Please output exactly the lines from the one containing "As a courtesy, could you identify the tail" through the last line of the records, both included.

┄┄┄┄┄┄

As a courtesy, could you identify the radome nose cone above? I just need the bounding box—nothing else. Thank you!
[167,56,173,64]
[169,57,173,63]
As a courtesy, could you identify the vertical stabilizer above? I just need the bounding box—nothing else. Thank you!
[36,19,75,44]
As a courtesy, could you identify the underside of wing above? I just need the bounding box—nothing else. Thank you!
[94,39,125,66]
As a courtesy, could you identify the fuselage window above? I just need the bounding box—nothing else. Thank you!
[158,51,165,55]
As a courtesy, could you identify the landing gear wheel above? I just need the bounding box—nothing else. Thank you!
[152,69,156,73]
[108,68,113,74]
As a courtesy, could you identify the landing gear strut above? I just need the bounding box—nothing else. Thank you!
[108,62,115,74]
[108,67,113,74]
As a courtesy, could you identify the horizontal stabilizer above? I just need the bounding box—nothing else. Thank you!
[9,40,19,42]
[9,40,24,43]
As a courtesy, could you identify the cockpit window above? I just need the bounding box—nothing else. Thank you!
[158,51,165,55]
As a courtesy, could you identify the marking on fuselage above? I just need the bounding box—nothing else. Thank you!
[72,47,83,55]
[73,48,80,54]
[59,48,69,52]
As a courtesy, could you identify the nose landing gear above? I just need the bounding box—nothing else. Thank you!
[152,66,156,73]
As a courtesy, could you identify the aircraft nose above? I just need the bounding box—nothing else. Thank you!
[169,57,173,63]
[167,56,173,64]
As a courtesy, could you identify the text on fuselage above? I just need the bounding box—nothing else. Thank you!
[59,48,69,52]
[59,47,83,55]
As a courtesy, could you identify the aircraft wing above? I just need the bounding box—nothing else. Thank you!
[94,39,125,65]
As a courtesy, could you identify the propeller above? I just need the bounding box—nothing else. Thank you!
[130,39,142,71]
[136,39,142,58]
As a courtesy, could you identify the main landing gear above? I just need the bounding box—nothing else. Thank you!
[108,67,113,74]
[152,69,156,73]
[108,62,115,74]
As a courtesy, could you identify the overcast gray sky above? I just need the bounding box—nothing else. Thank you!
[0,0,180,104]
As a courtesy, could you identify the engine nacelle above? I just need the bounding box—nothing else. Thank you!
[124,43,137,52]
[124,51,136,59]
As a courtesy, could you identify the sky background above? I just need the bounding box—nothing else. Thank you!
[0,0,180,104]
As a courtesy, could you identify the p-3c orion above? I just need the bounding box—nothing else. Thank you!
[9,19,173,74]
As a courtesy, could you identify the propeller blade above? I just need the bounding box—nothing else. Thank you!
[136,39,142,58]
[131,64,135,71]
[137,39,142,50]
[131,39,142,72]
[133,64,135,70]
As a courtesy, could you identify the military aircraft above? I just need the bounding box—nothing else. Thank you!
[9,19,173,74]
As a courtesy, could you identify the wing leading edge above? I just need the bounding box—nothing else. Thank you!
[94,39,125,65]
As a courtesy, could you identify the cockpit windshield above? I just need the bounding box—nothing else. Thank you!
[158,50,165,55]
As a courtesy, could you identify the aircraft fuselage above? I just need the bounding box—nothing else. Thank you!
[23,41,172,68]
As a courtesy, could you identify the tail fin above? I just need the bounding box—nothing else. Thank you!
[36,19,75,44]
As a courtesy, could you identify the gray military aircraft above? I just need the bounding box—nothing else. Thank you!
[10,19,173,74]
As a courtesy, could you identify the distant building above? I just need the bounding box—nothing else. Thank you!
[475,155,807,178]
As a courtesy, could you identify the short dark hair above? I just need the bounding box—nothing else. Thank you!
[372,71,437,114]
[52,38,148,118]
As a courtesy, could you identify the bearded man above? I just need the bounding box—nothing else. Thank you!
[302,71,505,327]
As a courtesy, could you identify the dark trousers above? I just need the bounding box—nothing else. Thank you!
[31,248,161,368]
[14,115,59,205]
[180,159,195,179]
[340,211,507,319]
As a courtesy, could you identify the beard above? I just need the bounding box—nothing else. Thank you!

┄┄┄┄┄┄

### TASK ANSWER
As a courtesy, could you identify the tail fin above? I just need the bounding box—nothing else. Thank you!
[36,19,75,44]
As a courtesy, could you identify the gray military aircraft above? I just need the bounding box—nothing else. Thank you!
[10,19,173,74]
As a courtesy, could you identify the distant building above? I just need the bounding box—nothing else. Thank you!
[475,155,807,178]
As a courtesy, could you identify the short dark hair above? I just need the bounding box—nothing else. Thank you!
[372,71,437,114]
[52,38,148,118]
As a courtesy, could you identify the bearded man above? I just need the bounding box—nothing else. Thank you!
[302,71,505,327]
As a courtesy, could you identify the dark trousers above? I just need the bounding box—nothing else. Thank you!
[31,248,161,368]
[14,115,59,205]
[180,159,195,179]
[340,211,507,319]
As a courtesy, could you identify the beard above? I just need the bounding box—nothing else. Thank you!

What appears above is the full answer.